> _EXERCISE DIRECTIONS_:
From the material below, extract the stretch from the line containing "# draw the outline of every instance of the white sign" through the line containing "166 165 L 157", both ends included. Reproduce each of those lines unchanged and include nothing else.

□ □ □ □ □

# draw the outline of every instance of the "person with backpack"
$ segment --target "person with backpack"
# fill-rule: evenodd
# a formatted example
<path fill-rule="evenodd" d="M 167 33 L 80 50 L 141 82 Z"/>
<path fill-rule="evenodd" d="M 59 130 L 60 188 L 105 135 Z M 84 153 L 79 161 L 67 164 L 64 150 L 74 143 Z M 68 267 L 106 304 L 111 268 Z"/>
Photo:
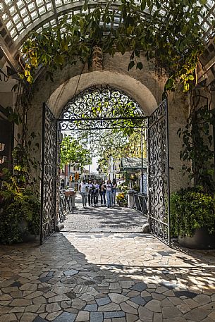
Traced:
<path fill-rule="evenodd" d="M 105 198 L 106 190 L 106 187 L 105 181 L 103 180 L 102 182 L 101 185 L 99 185 L 99 194 L 101 197 L 101 206 L 103 206 L 103 202 L 104 202 L 104 206 L 106 206 L 106 198 Z"/>
<path fill-rule="evenodd" d="M 93 182 L 94 192 L 94 200 L 93 203 L 94 206 L 97 206 L 98 201 L 99 201 L 99 185 L 97 183 L 96 180 L 94 180 Z"/>
<path fill-rule="evenodd" d="M 113 204 L 115 206 L 116 204 L 116 180 L 113 179 L 113 187 L 112 187 L 112 193 L 113 193 Z"/>
<path fill-rule="evenodd" d="M 88 204 L 92 206 L 94 201 L 94 187 L 92 183 L 92 180 L 88 180 Z"/>
<path fill-rule="evenodd" d="M 106 187 L 107 206 L 108 206 L 108 208 L 110 208 L 113 204 L 113 192 L 112 192 L 113 184 L 111 183 L 111 181 L 110 180 L 110 179 L 107 180 Z"/>
<path fill-rule="evenodd" d="M 88 194 L 88 185 L 85 180 L 79 185 L 79 191 L 82 197 L 82 203 L 83 207 L 87 206 L 87 194 Z"/>

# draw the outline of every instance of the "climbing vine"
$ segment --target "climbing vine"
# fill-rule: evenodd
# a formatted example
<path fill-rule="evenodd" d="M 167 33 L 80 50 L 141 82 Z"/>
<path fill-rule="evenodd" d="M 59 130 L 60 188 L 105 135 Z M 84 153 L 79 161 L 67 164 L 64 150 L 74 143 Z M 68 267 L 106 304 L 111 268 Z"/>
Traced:
<path fill-rule="evenodd" d="M 32 32 L 20 53 L 25 61 L 20 78 L 32 83 L 44 66 L 47 78 L 53 80 L 54 70 L 65 64 L 90 64 L 92 49 L 99 46 L 113 56 L 131 52 L 128 70 L 142 69 L 142 56 L 153 61 L 168 75 L 165 91 L 180 85 L 184 92 L 191 89 L 204 47 L 199 13 L 205 0 L 199 5 L 195 0 L 122 0 L 117 7 L 114 2 L 97 4 L 87 13 L 66 15 L 58 25 Z"/>

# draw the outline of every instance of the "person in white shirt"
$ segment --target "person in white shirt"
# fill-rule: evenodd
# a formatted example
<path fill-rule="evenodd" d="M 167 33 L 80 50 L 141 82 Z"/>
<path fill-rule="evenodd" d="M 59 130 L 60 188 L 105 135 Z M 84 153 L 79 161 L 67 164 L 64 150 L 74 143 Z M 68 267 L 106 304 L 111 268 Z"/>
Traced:
<path fill-rule="evenodd" d="M 88 195 L 88 185 L 85 180 L 82 180 L 81 184 L 79 185 L 80 194 L 82 197 L 82 203 L 83 207 L 87 206 L 87 200 Z"/>
<path fill-rule="evenodd" d="M 94 180 L 93 185 L 94 187 L 94 205 L 97 206 L 99 201 L 99 185 L 97 183 L 96 180 Z"/>
<path fill-rule="evenodd" d="M 112 192 L 113 185 L 110 180 L 107 180 L 107 182 L 106 185 L 106 188 L 107 206 L 108 206 L 108 208 L 110 208 L 113 204 L 113 192 Z"/>
<path fill-rule="evenodd" d="M 88 204 L 89 206 L 92 206 L 93 200 L 94 200 L 94 187 L 92 183 L 92 180 L 89 179 L 88 180 Z"/>

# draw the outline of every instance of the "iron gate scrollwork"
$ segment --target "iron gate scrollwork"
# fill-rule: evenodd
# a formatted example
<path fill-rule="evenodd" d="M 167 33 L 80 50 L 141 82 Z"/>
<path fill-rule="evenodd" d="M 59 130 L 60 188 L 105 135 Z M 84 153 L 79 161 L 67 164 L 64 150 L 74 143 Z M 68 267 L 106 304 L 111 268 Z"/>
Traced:
<path fill-rule="evenodd" d="M 167 101 L 148 119 L 148 209 L 151 233 L 170 245 Z"/>
<path fill-rule="evenodd" d="M 56 230 L 57 120 L 43 104 L 40 243 Z"/>
<path fill-rule="evenodd" d="M 81 92 L 67 103 L 59 117 L 59 128 L 63 131 L 146 126 L 147 117 L 138 103 L 109 85 Z"/>

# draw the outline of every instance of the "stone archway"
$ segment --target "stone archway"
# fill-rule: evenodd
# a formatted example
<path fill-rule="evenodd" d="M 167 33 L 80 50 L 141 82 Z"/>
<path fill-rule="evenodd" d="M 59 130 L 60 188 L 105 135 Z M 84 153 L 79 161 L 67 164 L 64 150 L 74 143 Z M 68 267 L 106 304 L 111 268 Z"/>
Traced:
<path fill-rule="evenodd" d="M 130 94 L 143 108 L 145 115 L 152 113 L 157 106 L 153 94 L 144 84 L 128 75 L 106 70 L 78 75 L 69 79 L 52 93 L 47 104 L 58 117 L 74 95 L 93 85 L 109 85 Z"/>

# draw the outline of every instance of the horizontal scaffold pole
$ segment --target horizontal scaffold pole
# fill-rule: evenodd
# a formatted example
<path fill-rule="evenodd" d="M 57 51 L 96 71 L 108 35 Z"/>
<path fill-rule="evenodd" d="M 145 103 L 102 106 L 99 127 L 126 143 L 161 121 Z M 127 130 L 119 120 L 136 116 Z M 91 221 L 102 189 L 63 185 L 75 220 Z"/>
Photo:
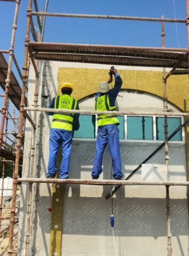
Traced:
<path fill-rule="evenodd" d="M 186 53 L 189 51 L 189 50 L 187 48 L 163 48 L 162 47 L 137 47 L 137 46 L 111 46 L 109 45 L 93 45 L 93 44 L 63 44 L 62 43 L 47 43 L 43 42 L 30 42 L 29 43 L 29 45 L 33 48 L 33 51 L 36 51 L 37 48 L 37 51 L 41 51 L 41 47 L 45 49 L 47 47 L 52 47 L 54 52 L 61 52 L 61 49 L 63 49 L 64 48 L 70 47 L 77 48 L 78 50 L 76 51 L 77 52 L 81 52 L 81 48 L 85 48 L 84 50 L 84 52 L 86 52 L 87 48 L 89 49 L 95 48 L 95 51 L 97 51 L 97 49 L 100 50 L 99 52 L 101 51 L 113 50 L 114 51 L 125 51 L 128 50 L 134 51 L 178 51 L 178 52 L 182 52 L 182 53 Z M 42 48 L 43 48 L 42 47 Z M 60 49 L 58 49 L 59 48 Z M 76 50 L 76 49 L 75 49 Z M 67 50 L 66 50 L 66 51 Z M 66 51 L 67 52 L 67 51 Z M 67 52 L 67 53 L 68 52 Z M 69 53 L 69 52 L 68 52 Z M 123 55 L 123 54 L 122 54 Z"/>
<path fill-rule="evenodd" d="M 147 17 L 132 17 L 129 16 L 103 15 L 95 14 L 79 14 L 74 13 L 59 13 L 56 12 L 43 12 L 32 11 L 32 15 L 37 16 L 49 16 L 65 17 L 67 18 L 88 18 L 91 19 L 121 19 L 127 20 L 140 20 L 143 21 L 157 21 L 159 22 L 178 22 L 186 23 L 184 19 L 167 19 L 165 18 L 149 18 Z"/>
<path fill-rule="evenodd" d="M 131 185 L 155 186 L 189 186 L 189 181 L 146 181 L 117 180 L 88 180 L 83 179 L 47 179 L 40 178 L 18 178 L 18 182 L 62 183 L 86 185 Z"/>
<path fill-rule="evenodd" d="M 131 111 L 96 111 L 76 109 L 59 109 L 57 108 L 47 108 L 45 107 L 25 107 L 24 111 L 39 111 L 41 112 L 50 112 L 53 113 L 73 113 L 74 114 L 115 114 L 116 115 L 166 115 L 167 116 L 189 116 L 189 113 L 180 112 L 142 112 Z"/>

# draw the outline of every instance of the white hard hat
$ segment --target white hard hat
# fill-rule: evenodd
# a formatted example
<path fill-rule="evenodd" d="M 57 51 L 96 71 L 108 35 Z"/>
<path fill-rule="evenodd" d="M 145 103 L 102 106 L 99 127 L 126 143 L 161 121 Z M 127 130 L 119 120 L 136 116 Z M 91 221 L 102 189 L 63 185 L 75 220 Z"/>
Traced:
<path fill-rule="evenodd" d="M 107 93 L 110 90 L 109 84 L 106 82 L 102 82 L 98 86 L 98 92 L 99 93 Z"/>

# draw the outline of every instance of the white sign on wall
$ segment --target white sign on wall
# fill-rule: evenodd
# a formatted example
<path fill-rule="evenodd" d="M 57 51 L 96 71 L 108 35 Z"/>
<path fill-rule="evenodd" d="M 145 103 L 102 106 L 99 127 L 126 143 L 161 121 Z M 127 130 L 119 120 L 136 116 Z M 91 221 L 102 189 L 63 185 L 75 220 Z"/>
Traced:
<path fill-rule="evenodd" d="M 166 165 L 157 163 L 142 164 L 141 180 L 148 181 L 166 181 Z"/>

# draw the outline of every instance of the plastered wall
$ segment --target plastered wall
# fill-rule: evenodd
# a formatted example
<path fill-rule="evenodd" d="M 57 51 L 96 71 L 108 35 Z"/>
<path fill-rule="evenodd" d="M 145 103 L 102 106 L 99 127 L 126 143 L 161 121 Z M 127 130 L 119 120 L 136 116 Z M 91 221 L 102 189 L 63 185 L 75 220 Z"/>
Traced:
<path fill-rule="evenodd" d="M 74 87 L 73 96 L 78 100 L 94 93 L 100 82 L 108 77 L 108 65 L 52 62 L 41 67 L 39 105 L 47 106 L 65 82 Z M 162 72 L 159 69 L 138 70 L 115 66 L 123 81 L 123 89 L 146 92 L 160 97 L 163 95 Z M 141 69 L 142 69 L 141 68 Z M 34 73 L 30 70 L 29 105 L 33 103 Z M 169 79 L 168 98 L 181 110 L 188 105 L 188 78 L 177 76 Z M 112 83 L 113 85 L 113 83 Z M 153 98 L 151 97 L 153 105 Z M 127 102 L 126 108 L 127 108 Z M 138 109 L 139 102 L 137 104 Z M 139 102 L 142 106 L 142 102 Z M 119 102 L 118 102 L 119 104 Z M 124 110 L 124 105 L 122 105 Z M 135 108 L 135 102 L 133 107 Z M 137 106 L 135 106 L 137 107 Z M 82 107 L 83 108 L 83 107 Z M 146 108 L 150 111 L 150 108 Z M 127 109 L 128 110 L 128 109 Z M 158 109 L 159 110 L 159 109 Z M 33 114 L 31 113 L 31 114 Z M 48 136 L 51 118 L 44 113 L 38 115 L 36 176 L 45 177 L 48 157 Z M 26 124 L 23 176 L 28 175 L 31 129 Z M 186 133 L 186 138 L 188 134 Z M 129 175 L 159 145 L 159 143 L 120 142 L 122 166 L 125 177 Z M 189 159 L 186 148 L 188 142 L 170 143 L 169 163 L 171 180 L 186 180 Z M 91 179 L 95 152 L 95 141 L 73 141 L 69 172 L 70 178 Z M 61 153 L 58 163 L 61 161 Z M 187 160 L 187 161 L 186 161 Z M 164 149 L 148 162 L 163 164 Z M 111 158 L 108 149 L 103 161 L 101 178 L 111 178 Z M 141 178 L 141 171 L 132 177 Z M 114 195 L 114 240 L 109 222 L 111 201 L 106 200 L 111 188 L 106 186 L 38 184 L 33 188 L 34 210 L 29 255 L 111 256 L 162 256 L 167 253 L 165 188 L 164 187 L 128 186 Z M 186 187 L 170 188 L 172 248 L 174 255 L 189 254 L 189 221 Z M 18 255 L 24 254 L 24 234 L 27 219 L 27 184 L 22 185 Z M 52 211 L 48 209 L 51 208 Z M 61 250 L 60 250 L 61 249 Z"/>

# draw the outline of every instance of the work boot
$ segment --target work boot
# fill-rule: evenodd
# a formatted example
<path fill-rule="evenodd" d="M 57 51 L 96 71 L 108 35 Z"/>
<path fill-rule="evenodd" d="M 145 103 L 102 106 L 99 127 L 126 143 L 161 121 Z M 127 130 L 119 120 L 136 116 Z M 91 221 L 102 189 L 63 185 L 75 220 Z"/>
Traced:
<path fill-rule="evenodd" d="M 93 180 L 97 180 L 98 179 L 98 177 L 97 176 L 94 176 L 92 177 Z"/>
<path fill-rule="evenodd" d="M 55 176 L 55 174 L 53 174 L 52 173 L 51 173 L 50 174 L 48 174 L 47 178 L 47 179 L 54 179 Z"/>
<path fill-rule="evenodd" d="M 118 176 L 117 177 L 116 177 L 115 178 L 115 180 L 122 180 L 122 177 L 120 177 L 120 176 Z"/>

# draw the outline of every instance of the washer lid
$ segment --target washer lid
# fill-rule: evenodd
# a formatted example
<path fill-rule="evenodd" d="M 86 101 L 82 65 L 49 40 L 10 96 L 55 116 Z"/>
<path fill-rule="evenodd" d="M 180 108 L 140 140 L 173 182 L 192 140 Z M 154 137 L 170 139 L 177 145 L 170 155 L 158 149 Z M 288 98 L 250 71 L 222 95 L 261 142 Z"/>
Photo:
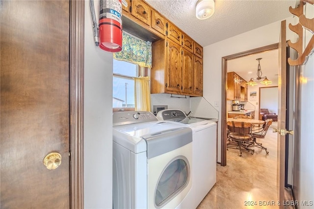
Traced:
<path fill-rule="evenodd" d="M 143 136 L 184 127 L 179 123 L 160 121 L 115 126 L 112 127 L 113 140 L 129 150 L 139 153 L 147 150 Z"/>
<path fill-rule="evenodd" d="M 201 118 L 186 117 L 183 111 L 177 109 L 159 111 L 157 117 L 158 120 L 177 122 L 191 127 L 207 124 L 209 121 Z"/>
<path fill-rule="evenodd" d="M 147 143 L 147 158 L 150 159 L 192 142 L 192 130 L 188 127 L 173 129 L 146 135 L 143 138 Z"/>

□ □ □ □ □

> _SOLUTION TO THIS EXERCISE_:
# draw the outline of every instance of the white sign on wall
$ segment --target white sign on wall
# fill-rule: evenodd
# a formatted example
<path fill-rule="evenodd" d="M 57 51 L 96 71 L 108 35 Z"/>
<path fill-rule="evenodd" d="M 145 103 L 102 106 L 99 127 L 126 143 L 161 121 Z M 127 130 L 119 120 L 136 116 Z M 91 221 L 102 189 L 63 185 L 75 220 Z"/>
Traced:
<path fill-rule="evenodd" d="M 166 165 L 157 163 L 142 164 L 141 180 L 148 181 L 166 181 Z"/>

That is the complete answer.